As the answer, set down the lines below from the one containing "sample | <point>208,143</point>" through the one containing "sample | <point>150,156</point>", exactly and inclusively, and no others.
++++ ENTRIES SUPPLIED ++++
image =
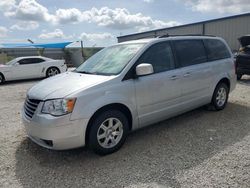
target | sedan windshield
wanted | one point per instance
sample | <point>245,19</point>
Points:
<point>111,60</point>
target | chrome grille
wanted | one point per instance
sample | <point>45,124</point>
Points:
<point>30,107</point>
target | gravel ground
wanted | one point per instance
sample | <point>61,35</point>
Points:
<point>198,149</point>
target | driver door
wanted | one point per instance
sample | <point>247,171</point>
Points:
<point>158,94</point>
<point>27,68</point>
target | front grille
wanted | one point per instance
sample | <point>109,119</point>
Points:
<point>30,106</point>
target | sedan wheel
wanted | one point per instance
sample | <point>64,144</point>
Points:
<point>108,132</point>
<point>52,72</point>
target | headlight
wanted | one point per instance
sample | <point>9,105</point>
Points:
<point>58,107</point>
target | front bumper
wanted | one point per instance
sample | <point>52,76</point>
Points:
<point>57,133</point>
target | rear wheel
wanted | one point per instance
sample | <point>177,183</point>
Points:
<point>239,76</point>
<point>220,96</point>
<point>1,79</point>
<point>52,71</point>
<point>108,132</point>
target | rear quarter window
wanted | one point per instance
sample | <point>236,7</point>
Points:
<point>216,49</point>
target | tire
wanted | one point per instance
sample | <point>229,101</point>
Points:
<point>112,128</point>
<point>52,71</point>
<point>220,96</point>
<point>239,76</point>
<point>2,80</point>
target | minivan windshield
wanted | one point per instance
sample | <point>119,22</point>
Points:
<point>110,60</point>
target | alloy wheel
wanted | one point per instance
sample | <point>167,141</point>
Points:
<point>53,72</point>
<point>110,133</point>
<point>221,96</point>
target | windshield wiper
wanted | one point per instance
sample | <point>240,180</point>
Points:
<point>85,72</point>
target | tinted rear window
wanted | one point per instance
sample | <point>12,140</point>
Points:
<point>190,52</point>
<point>216,49</point>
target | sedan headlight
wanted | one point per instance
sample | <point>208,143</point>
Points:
<point>58,107</point>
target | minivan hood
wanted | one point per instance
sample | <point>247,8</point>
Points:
<point>64,84</point>
<point>2,65</point>
<point>245,40</point>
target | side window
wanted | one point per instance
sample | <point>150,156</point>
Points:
<point>30,61</point>
<point>160,56</point>
<point>190,52</point>
<point>216,49</point>
<point>23,61</point>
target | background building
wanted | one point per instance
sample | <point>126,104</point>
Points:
<point>229,28</point>
<point>72,52</point>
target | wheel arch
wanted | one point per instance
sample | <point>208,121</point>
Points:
<point>2,75</point>
<point>115,106</point>
<point>226,81</point>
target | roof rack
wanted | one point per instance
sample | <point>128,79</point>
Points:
<point>167,35</point>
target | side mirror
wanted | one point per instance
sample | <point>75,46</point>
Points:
<point>144,69</point>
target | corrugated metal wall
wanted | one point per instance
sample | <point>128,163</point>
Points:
<point>228,28</point>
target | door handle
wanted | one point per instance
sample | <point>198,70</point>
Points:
<point>187,74</point>
<point>174,77</point>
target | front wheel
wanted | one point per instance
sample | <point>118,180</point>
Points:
<point>1,79</point>
<point>239,76</point>
<point>220,96</point>
<point>52,71</point>
<point>108,132</point>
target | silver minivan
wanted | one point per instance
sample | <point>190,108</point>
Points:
<point>128,86</point>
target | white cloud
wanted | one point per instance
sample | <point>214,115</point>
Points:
<point>56,34</point>
<point>220,6</point>
<point>6,5</point>
<point>30,10</point>
<point>25,26</point>
<point>121,18</point>
<point>3,32</point>
<point>118,18</point>
<point>96,36</point>
<point>64,16</point>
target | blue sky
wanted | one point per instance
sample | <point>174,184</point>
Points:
<point>99,22</point>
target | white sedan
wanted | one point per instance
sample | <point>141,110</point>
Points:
<point>31,67</point>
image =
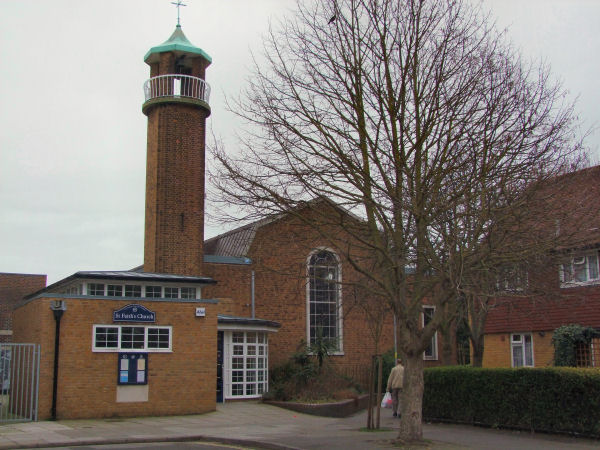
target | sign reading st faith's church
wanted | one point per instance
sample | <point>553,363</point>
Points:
<point>134,313</point>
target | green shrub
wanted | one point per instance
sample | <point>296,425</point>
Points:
<point>565,340</point>
<point>301,379</point>
<point>563,400</point>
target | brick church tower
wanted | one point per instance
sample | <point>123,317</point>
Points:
<point>177,107</point>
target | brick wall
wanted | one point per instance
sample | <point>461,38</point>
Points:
<point>174,232</point>
<point>13,287</point>
<point>280,251</point>
<point>181,382</point>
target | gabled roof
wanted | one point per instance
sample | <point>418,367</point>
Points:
<point>236,243</point>
<point>126,275</point>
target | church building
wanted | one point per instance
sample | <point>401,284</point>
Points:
<point>201,321</point>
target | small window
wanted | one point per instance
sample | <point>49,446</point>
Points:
<point>158,338</point>
<point>132,337</point>
<point>114,290</point>
<point>114,338</point>
<point>512,279</point>
<point>188,292</point>
<point>522,350</point>
<point>132,290</point>
<point>95,289</point>
<point>171,292</point>
<point>153,291</point>
<point>580,269</point>
<point>106,337</point>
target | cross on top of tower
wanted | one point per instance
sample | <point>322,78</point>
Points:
<point>177,4</point>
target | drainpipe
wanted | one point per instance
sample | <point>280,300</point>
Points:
<point>395,341</point>
<point>252,293</point>
<point>58,307</point>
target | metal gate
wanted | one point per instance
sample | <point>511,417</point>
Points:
<point>20,377</point>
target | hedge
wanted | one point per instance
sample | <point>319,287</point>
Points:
<point>556,400</point>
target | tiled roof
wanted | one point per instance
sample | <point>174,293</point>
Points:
<point>236,243</point>
<point>577,196</point>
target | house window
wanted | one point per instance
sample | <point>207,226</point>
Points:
<point>114,290</point>
<point>133,290</point>
<point>113,338</point>
<point>512,279</point>
<point>522,350</point>
<point>188,292</point>
<point>249,364</point>
<point>95,289</point>
<point>153,291</point>
<point>324,298</point>
<point>580,269</point>
<point>430,352</point>
<point>171,292</point>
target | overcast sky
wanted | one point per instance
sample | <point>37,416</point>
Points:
<point>73,137</point>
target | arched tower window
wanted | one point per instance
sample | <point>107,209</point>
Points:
<point>324,302</point>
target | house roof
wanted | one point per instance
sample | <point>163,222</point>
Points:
<point>127,275</point>
<point>236,243</point>
<point>577,196</point>
<point>579,305</point>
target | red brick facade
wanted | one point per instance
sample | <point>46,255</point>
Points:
<point>174,232</point>
<point>179,382</point>
<point>279,252</point>
<point>13,287</point>
<point>555,304</point>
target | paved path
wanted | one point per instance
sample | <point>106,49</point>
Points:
<point>265,426</point>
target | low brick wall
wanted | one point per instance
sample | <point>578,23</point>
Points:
<point>344,408</point>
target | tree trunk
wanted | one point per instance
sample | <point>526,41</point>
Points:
<point>379,378</point>
<point>477,342</point>
<point>411,427</point>
<point>371,395</point>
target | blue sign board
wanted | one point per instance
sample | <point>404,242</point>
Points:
<point>134,313</point>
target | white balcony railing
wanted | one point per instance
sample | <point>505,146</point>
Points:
<point>177,86</point>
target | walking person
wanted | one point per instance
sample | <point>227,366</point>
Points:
<point>395,383</point>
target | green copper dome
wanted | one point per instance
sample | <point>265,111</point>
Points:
<point>177,43</point>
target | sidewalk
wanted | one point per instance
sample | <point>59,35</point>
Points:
<point>265,426</point>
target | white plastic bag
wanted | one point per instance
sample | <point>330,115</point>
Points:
<point>386,402</point>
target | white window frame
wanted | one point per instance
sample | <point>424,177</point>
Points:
<point>433,344</point>
<point>230,349</point>
<point>517,340</point>
<point>119,348</point>
<point>197,291</point>
<point>340,315</point>
<point>514,278</point>
<point>578,259</point>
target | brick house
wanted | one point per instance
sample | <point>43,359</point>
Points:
<point>200,321</point>
<point>519,329</point>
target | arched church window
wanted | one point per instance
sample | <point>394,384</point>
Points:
<point>324,303</point>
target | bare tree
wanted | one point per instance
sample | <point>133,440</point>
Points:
<point>416,116</point>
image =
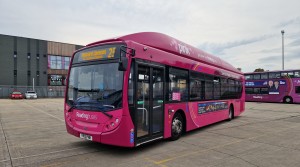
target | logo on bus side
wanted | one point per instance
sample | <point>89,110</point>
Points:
<point>211,107</point>
<point>86,116</point>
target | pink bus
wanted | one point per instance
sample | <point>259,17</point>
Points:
<point>273,86</point>
<point>143,87</point>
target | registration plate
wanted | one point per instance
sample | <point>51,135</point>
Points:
<point>86,137</point>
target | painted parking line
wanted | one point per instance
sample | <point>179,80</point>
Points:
<point>39,110</point>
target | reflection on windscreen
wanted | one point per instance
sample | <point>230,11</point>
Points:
<point>96,87</point>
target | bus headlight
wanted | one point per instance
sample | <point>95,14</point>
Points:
<point>111,124</point>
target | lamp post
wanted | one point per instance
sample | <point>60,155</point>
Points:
<point>282,32</point>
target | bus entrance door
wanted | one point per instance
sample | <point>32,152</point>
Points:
<point>149,103</point>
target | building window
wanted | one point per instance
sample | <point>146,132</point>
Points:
<point>248,77</point>
<point>56,80</point>
<point>66,63</point>
<point>58,62</point>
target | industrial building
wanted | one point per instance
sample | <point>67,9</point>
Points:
<point>27,64</point>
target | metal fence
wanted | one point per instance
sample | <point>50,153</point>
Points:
<point>42,91</point>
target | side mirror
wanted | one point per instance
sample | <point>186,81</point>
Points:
<point>123,64</point>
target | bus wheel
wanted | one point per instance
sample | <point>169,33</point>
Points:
<point>177,126</point>
<point>230,113</point>
<point>288,99</point>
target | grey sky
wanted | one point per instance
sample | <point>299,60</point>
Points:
<point>244,33</point>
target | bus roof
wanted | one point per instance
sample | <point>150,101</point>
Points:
<point>272,71</point>
<point>172,45</point>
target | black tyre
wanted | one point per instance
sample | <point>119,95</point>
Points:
<point>288,99</point>
<point>230,113</point>
<point>177,126</point>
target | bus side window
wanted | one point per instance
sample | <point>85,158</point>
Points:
<point>130,86</point>
<point>248,77</point>
<point>178,90</point>
<point>297,89</point>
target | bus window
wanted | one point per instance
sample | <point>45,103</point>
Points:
<point>256,90</point>
<point>130,86</point>
<point>197,86</point>
<point>249,90</point>
<point>297,74</point>
<point>224,88</point>
<point>248,77</point>
<point>264,91</point>
<point>209,87</point>
<point>291,74</point>
<point>178,85</point>
<point>256,76</point>
<point>231,87</point>
<point>274,75</point>
<point>264,76</point>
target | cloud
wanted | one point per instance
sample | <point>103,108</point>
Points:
<point>289,22</point>
<point>218,48</point>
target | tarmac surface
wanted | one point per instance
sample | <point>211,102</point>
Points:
<point>32,133</point>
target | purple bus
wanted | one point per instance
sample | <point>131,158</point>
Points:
<point>273,86</point>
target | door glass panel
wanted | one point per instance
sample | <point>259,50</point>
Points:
<point>157,100</point>
<point>143,101</point>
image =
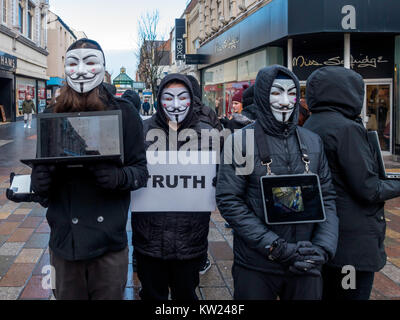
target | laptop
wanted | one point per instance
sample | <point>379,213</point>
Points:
<point>77,138</point>
<point>292,199</point>
<point>373,139</point>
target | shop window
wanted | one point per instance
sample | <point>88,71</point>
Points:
<point>4,11</point>
<point>21,18</point>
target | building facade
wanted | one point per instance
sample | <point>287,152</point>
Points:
<point>305,35</point>
<point>23,54</point>
<point>60,37</point>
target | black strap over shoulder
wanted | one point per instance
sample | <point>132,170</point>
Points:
<point>262,143</point>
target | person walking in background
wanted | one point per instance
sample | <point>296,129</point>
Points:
<point>335,96</point>
<point>134,98</point>
<point>28,107</point>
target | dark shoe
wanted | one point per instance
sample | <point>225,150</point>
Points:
<point>205,267</point>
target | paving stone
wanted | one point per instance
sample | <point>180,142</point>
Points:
<point>216,293</point>
<point>4,215</point>
<point>34,290</point>
<point>31,222</point>
<point>44,261</point>
<point>5,264</point>
<point>11,248</point>
<point>38,212</point>
<point>22,211</point>
<point>220,250</point>
<point>3,238</point>
<point>15,218</point>
<point>225,268</point>
<point>38,240</point>
<point>43,228</point>
<point>392,272</point>
<point>21,235</point>
<point>10,293</point>
<point>7,228</point>
<point>215,235</point>
<point>212,278</point>
<point>386,286</point>
<point>17,275</point>
<point>29,256</point>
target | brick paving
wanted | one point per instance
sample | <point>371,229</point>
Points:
<point>24,235</point>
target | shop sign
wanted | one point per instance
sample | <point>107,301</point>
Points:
<point>180,47</point>
<point>8,62</point>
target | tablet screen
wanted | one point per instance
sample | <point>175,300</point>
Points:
<point>292,199</point>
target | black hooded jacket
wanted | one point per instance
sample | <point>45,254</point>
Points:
<point>239,196</point>
<point>249,108</point>
<point>133,98</point>
<point>335,96</point>
<point>86,220</point>
<point>172,235</point>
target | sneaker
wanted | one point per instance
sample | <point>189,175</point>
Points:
<point>205,267</point>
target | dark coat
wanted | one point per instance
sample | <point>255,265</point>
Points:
++++
OUTPUT →
sample | <point>208,143</point>
Points:
<point>58,107</point>
target | minivan hood
wanted | one point per instance
sample | <point>247,8</point>
Points:
<point>64,84</point>
<point>2,65</point>
<point>245,40</point>
target | side window
wanted | one point per instance
sample | <point>150,156</point>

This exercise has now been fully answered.